-- TASK OBJECTIVE --
Recast all of the rows below as a numbered list, dropping blank lines and leaving the pictures out of your answer.

===== SUPPLIED DATA

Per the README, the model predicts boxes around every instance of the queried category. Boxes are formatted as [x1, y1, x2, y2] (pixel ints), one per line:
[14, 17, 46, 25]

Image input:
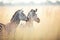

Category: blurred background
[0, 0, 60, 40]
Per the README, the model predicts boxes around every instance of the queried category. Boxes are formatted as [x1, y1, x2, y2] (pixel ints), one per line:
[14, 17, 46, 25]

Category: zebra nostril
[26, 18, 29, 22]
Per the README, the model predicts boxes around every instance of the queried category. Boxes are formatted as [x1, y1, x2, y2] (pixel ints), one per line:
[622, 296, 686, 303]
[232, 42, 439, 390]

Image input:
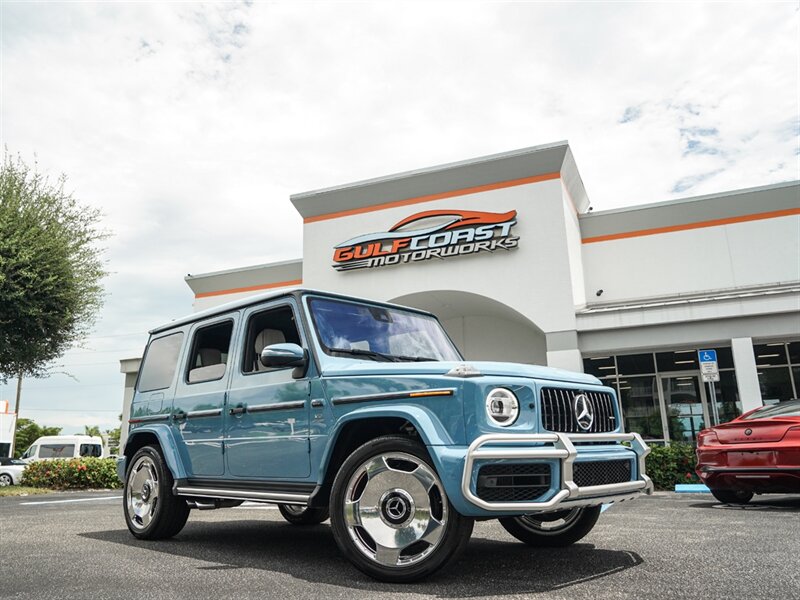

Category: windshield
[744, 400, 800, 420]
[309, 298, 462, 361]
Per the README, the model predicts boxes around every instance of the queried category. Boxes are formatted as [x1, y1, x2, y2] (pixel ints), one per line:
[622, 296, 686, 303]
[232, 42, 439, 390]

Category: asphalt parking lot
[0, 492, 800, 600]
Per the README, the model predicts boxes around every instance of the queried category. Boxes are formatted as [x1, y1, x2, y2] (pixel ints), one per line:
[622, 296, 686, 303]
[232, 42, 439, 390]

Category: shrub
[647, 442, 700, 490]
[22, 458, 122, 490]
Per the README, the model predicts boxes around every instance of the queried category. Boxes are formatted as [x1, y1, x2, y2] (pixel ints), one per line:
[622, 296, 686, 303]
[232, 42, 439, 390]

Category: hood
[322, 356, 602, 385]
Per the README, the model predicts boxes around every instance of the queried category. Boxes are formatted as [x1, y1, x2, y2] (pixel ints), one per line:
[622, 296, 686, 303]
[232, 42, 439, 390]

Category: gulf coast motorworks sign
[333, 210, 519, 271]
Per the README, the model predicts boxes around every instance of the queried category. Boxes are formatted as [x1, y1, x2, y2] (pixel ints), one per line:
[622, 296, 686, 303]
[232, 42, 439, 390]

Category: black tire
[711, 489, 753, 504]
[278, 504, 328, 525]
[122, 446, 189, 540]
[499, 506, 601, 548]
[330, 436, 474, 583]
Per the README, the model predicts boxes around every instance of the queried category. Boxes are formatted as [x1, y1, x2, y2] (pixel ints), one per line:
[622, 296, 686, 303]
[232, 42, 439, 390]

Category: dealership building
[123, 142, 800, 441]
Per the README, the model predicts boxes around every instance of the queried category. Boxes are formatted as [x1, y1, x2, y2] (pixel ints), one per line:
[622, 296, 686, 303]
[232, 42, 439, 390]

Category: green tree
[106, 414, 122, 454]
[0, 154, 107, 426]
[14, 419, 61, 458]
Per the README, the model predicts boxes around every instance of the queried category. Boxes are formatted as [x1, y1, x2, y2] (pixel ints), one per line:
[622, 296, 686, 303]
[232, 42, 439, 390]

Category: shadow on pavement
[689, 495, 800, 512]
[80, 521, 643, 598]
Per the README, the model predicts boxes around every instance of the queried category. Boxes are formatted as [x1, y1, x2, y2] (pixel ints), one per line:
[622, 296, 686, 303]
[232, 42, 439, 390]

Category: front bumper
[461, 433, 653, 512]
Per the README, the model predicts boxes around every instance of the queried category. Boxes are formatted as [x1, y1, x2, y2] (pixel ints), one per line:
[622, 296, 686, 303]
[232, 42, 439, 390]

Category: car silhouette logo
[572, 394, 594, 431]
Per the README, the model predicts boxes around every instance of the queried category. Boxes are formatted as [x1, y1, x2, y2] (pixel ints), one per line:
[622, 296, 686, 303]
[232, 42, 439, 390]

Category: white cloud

==========

-- EXERCISE RESPONSE --
1. Per the README, the model predicts boxes around every instance of the queried category. Boxes are formatted as [x1, y1, x2, y2] (pixel ints), one per line:
2. [14, 17, 46, 25]
3. Image input:
4. Category: blurred background
5. [0, 0, 60, 40]
6. Per the README, the model predicts boxes around every instance of the queried category. Boxes are formatted as [x1, y1, x2, y2] (pixel ints), one per line:
7. [14, 17, 46, 25]
8. Category: zebra nostril
9. [26, 18, 29, 22]
10. Per the README, the model predicts boxes around every instance of the queried category. Boxes are formatted as [x1, y1, x2, y2] (pixel ints), one per line:
11. [622, 296, 686, 303]
12. [232, 42, 439, 390]
13. Image input:
14. Category: windshield
15. [744, 400, 800, 420]
16. [309, 298, 462, 361]
17. Per the README, the model predicts boxes around every instance of the queried category. Boxes are formatted as [x1, y1, x2, y2] (pixel ints), one per line:
18. [622, 296, 686, 303]
19. [232, 42, 439, 390]
20. Category: asphalt parking lot
21. [0, 492, 800, 600]
22. Per the README, the model predicts boxes around every instance of the queried category. Boxes are formatted as [x1, y1, x2, y2] (pixel ints), one per line:
23. [622, 296, 686, 303]
24. [232, 42, 439, 390]
25. Category: shrub
26. [647, 442, 700, 490]
27. [22, 458, 122, 490]
28. Per the README, the model predicts boxes around every instance of the queried category. Boxes are formatted as [x1, y1, x2, y2] (pixel ints), one per line:
29. [622, 296, 686, 303]
30. [232, 42, 439, 390]
31. Category: hood
32. [322, 356, 602, 385]
33. Per the README, the model predicts boxes around every instance of the queried category. Boxes are formatted as [x1, y1, x2, y2] (pixel ints), one per line:
34. [622, 296, 686, 303]
35. [232, 42, 439, 390]
36. Category: gulf coast motorworks sign
37. [333, 210, 519, 271]
38. Per the README, the model predicts boxes around every instance of the queried category. Boxes are formatted as [x1, y1, x2, y2] (pixel ints), one per line:
39. [622, 296, 686, 303]
40. [232, 42, 439, 390]
41. Category: black tire
42. [711, 489, 753, 504]
43. [278, 504, 328, 525]
44. [122, 446, 189, 540]
45. [499, 506, 601, 548]
46. [330, 436, 474, 583]
47. Per the README, the model predicts boxes around every instance of the queried category. Boxes are formatted as [x1, y1, x2, y2] (pixel ints), one per line:
48. [622, 296, 686, 303]
49. [232, 42, 439, 390]
50. Category: dealership building
51. [123, 142, 800, 441]
52. Per the README, the model predicts boxes around every instance of the queried category. Boxes are formatted as [x1, y1, x2, y2] (pixel ints), one per line:
53. [622, 296, 686, 303]
54. [232, 42, 439, 390]
55. Category: green tree
56. [106, 414, 122, 454]
57. [0, 154, 107, 426]
58. [14, 419, 61, 458]
59. Per the README, the model predicts boxes around every instance of the queried category. Boxes are formatted as [x1, y1, x2, y2] (pixel ints), one per line:
60. [622, 296, 686, 303]
61. [232, 42, 439, 390]
62. Category: shadow on pavement
63. [689, 495, 800, 512]
64. [80, 521, 643, 598]
65. Per the README, the model predicts boxes around every instance of the queried category. Boxes are formatted as [x1, y1, x2, y2] (pixel ints), one per line:
66. [622, 296, 686, 303]
67. [232, 42, 439, 390]
68. Category: front bumper
69. [461, 433, 653, 512]
70. Per the README, the model predicts boxes around every instance of the queried category. Boxes are formatted as [x1, y1, x2, y2] (pixel ints), one per line:
71. [622, 296, 686, 303]
72. [232, 42, 439, 390]
73. Category: car silhouette logo
74. [572, 394, 594, 431]
75. Per the README, the model predicts boxes around every instance of the queried category. Boxes are formatted as [x1, y1, x2, y2] (pixel ints), one per line:
76. [622, 296, 686, 303]
77. [232, 42, 439, 390]
78. Category: white cloud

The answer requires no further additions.